SHORT EXERCISE:
How many lines in the records below contain the string "boxes"? Case must match. Reply with the number alone.

RECORDED DATA:
===

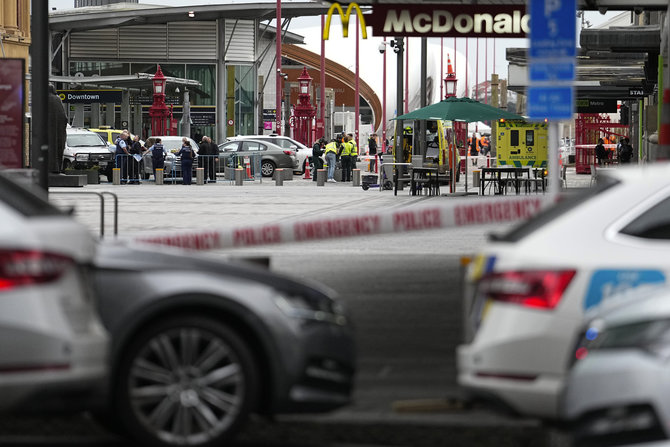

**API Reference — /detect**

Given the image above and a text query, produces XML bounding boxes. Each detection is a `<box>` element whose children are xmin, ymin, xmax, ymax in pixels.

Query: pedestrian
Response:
<box><xmin>368</xmin><ymin>133</ymin><xmax>377</xmax><ymax>172</ymax></box>
<box><xmin>347</xmin><ymin>133</ymin><xmax>358</xmax><ymax>181</ymax></box>
<box><xmin>128</xmin><ymin>135</ymin><xmax>146</xmax><ymax>185</ymax></box>
<box><xmin>325</xmin><ymin>138</ymin><xmax>338</xmax><ymax>183</ymax></box>
<box><xmin>114</xmin><ymin>130</ymin><xmax>130</xmax><ymax>184</ymax></box>
<box><xmin>340</xmin><ymin>135</ymin><xmax>352</xmax><ymax>182</ymax></box>
<box><xmin>596</xmin><ymin>138</ymin><xmax>607</xmax><ymax>166</ymax></box>
<box><xmin>149</xmin><ymin>138</ymin><xmax>165</xmax><ymax>180</ymax></box>
<box><xmin>312</xmin><ymin>137</ymin><xmax>326</xmax><ymax>181</ymax></box>
<box><xmin>619</xmin><ymin>137</ymin><xmax>633</xmax><ymax>164</ymax></box>
<box><xmin>177</xmin><ymin>139</ymin><xmax>195</xmax><ymax>185</ymax></box>
<box><xmin>198</xmin><ymin>135</ymin><xmax>219</xmax><ymax>183</ymax></box>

===

FINAL ANSWER:
1